> _THE TASK_
Scan the data, and whenever a line contains "tuxedo", copy it.

> _PROVIDED INFORMATION_
- Opening Delimiter -

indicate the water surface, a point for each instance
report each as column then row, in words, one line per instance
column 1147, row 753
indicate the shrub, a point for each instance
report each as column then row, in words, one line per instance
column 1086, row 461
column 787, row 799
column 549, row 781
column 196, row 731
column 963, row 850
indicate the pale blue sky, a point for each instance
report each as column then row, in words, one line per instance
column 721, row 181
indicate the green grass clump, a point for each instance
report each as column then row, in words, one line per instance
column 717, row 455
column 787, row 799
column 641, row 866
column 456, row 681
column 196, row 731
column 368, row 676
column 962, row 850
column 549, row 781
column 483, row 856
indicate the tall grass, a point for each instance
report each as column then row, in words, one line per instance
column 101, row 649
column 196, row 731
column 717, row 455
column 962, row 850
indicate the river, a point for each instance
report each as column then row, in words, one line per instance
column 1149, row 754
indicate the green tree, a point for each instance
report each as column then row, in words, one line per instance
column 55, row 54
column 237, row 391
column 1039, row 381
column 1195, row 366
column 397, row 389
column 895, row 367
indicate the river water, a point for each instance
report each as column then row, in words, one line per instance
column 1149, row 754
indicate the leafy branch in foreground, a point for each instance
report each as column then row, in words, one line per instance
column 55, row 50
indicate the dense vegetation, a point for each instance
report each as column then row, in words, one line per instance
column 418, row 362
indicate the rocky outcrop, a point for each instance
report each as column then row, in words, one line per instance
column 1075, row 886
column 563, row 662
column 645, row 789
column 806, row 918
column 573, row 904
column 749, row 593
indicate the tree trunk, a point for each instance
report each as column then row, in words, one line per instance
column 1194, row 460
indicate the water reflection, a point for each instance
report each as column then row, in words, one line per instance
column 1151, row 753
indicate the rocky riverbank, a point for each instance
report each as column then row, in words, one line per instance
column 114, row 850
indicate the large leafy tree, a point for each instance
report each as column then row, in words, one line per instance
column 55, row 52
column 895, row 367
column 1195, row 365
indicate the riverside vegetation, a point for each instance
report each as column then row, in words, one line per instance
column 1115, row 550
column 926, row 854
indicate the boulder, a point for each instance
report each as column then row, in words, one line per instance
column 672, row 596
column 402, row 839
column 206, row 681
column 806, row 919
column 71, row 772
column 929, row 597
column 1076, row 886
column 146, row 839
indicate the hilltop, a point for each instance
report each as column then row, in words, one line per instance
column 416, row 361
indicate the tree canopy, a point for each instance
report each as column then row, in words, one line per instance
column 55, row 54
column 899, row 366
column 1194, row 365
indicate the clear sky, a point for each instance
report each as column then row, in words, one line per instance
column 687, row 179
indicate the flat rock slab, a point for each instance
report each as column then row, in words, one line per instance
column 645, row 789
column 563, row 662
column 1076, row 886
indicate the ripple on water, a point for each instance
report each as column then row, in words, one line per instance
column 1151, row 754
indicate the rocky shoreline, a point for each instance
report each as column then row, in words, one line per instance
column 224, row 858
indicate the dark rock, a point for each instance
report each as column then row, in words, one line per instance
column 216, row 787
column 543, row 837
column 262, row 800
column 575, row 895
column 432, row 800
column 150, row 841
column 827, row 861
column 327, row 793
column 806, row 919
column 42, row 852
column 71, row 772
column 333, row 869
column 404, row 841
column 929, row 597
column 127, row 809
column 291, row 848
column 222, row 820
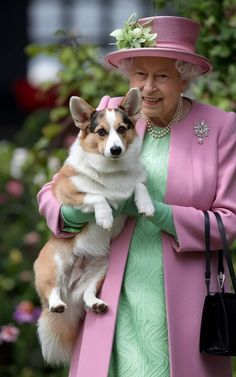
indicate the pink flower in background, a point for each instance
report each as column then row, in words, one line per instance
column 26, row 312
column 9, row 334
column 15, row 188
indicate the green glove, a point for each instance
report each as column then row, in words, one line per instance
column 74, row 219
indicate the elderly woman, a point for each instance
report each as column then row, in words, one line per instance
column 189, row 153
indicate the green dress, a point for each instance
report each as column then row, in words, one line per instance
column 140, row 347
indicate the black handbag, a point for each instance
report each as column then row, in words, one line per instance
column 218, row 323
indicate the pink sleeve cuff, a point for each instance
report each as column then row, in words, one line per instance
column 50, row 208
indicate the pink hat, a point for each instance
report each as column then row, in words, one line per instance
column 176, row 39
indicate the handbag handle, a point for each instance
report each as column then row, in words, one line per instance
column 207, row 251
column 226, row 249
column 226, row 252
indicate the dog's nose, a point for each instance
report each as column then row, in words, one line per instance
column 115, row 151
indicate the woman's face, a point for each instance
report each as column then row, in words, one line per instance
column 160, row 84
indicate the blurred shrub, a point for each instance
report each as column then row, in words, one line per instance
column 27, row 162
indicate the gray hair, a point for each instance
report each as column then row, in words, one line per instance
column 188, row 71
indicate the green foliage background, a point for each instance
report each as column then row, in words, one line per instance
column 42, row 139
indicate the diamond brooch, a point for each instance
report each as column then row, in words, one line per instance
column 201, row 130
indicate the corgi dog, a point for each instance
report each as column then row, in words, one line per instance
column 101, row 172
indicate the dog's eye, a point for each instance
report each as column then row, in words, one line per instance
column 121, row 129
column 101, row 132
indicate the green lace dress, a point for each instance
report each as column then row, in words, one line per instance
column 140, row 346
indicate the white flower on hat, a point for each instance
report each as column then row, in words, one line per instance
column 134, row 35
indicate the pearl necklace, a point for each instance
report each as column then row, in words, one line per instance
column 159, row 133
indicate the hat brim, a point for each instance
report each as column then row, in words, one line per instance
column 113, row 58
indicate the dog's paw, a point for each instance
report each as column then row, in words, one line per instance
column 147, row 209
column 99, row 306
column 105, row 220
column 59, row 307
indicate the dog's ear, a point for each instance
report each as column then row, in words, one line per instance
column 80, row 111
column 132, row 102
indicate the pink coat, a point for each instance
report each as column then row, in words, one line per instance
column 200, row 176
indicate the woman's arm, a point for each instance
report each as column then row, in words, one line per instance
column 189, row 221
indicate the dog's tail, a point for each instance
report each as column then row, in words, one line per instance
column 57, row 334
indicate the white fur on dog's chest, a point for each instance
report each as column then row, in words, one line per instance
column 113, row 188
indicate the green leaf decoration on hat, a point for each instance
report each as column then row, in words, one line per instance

- Closing Delimiter -
- Opening Delimiter -

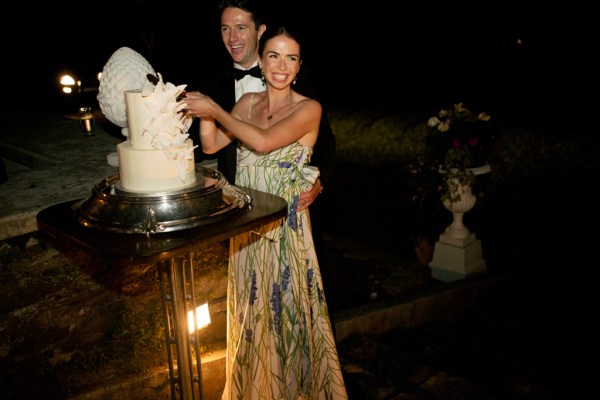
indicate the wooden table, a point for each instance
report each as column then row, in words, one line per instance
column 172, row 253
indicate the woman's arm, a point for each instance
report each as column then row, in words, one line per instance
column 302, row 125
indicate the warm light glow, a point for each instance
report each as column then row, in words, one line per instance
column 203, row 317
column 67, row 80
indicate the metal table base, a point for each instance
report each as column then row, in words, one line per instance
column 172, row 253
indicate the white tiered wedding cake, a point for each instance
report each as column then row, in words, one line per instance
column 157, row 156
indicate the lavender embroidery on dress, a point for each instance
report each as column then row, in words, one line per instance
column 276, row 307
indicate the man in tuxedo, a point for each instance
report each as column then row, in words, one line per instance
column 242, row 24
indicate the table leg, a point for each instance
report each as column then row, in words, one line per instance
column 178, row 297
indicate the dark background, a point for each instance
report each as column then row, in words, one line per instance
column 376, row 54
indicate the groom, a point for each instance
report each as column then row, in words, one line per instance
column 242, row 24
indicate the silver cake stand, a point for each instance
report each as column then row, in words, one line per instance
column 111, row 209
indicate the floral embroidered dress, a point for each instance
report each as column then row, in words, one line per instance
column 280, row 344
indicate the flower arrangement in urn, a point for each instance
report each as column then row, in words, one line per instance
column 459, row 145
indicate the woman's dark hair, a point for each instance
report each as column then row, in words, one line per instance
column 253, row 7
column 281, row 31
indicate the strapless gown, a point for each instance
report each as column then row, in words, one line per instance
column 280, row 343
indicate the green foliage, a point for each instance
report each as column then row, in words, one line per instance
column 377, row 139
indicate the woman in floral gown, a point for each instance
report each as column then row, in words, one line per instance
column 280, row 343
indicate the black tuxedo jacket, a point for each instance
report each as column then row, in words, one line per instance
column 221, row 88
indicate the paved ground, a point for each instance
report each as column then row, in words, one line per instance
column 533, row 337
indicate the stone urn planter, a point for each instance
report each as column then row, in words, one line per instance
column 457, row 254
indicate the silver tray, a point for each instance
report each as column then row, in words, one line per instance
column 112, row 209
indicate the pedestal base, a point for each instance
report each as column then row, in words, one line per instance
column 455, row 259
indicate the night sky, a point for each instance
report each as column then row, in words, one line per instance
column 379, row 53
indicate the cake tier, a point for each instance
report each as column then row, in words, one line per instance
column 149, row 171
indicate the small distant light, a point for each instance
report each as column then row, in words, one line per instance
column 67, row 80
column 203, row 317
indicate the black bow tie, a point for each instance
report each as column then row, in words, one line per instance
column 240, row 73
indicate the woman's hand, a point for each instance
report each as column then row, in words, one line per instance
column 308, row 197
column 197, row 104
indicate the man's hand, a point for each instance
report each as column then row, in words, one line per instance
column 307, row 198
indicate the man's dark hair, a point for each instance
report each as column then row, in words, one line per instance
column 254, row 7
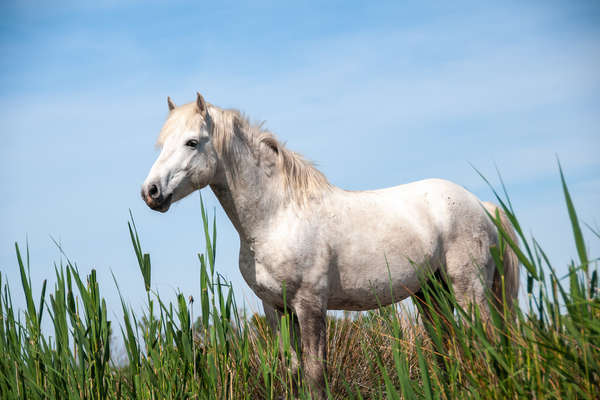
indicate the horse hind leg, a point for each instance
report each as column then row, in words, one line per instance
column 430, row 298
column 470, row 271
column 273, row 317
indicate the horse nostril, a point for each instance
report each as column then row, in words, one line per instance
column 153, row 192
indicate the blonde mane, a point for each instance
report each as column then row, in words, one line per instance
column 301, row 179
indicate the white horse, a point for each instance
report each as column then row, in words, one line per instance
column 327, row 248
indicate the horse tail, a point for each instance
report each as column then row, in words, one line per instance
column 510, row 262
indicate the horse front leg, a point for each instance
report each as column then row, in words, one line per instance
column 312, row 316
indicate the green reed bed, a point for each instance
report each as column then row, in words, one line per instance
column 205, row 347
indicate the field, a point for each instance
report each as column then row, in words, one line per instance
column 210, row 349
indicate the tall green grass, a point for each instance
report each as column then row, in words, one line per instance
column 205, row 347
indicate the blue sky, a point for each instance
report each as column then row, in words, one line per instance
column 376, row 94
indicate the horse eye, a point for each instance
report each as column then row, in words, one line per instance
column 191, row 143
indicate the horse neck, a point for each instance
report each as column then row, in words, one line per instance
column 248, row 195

- Closing Delimiter -
- Opening Delimiter -

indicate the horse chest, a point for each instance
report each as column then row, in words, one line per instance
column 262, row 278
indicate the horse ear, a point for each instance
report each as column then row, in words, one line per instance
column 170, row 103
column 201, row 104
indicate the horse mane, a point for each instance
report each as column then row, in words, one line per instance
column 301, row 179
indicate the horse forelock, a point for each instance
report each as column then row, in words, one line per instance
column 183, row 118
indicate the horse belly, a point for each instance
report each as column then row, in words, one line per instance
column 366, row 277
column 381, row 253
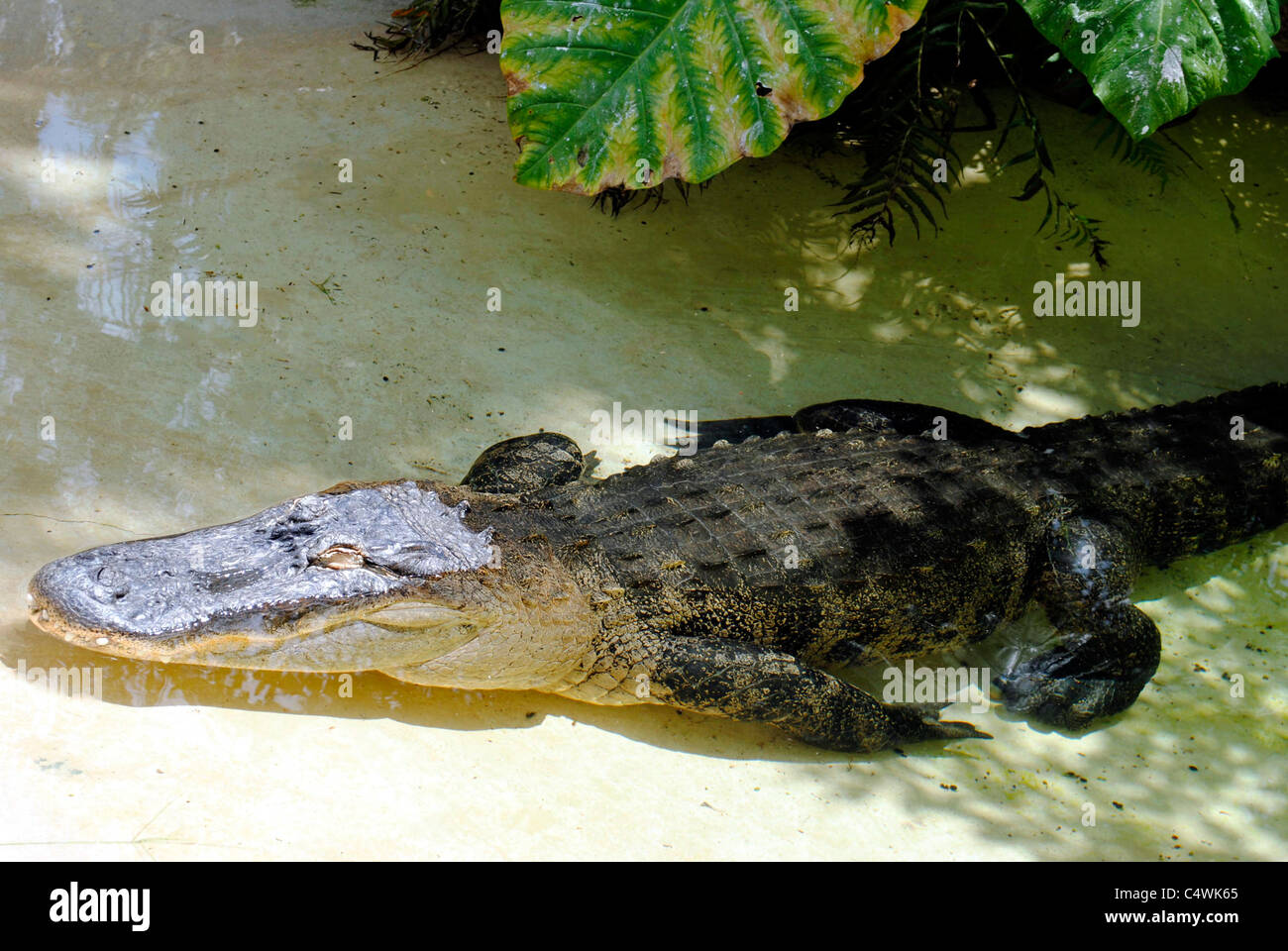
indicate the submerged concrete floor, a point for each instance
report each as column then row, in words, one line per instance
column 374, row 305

- Closing Delimiter -

> _WRITTEN ANSWER_
indicate the man in tuxedo, a point for each instance
indicate the black tuxedo jacket, a point for each instance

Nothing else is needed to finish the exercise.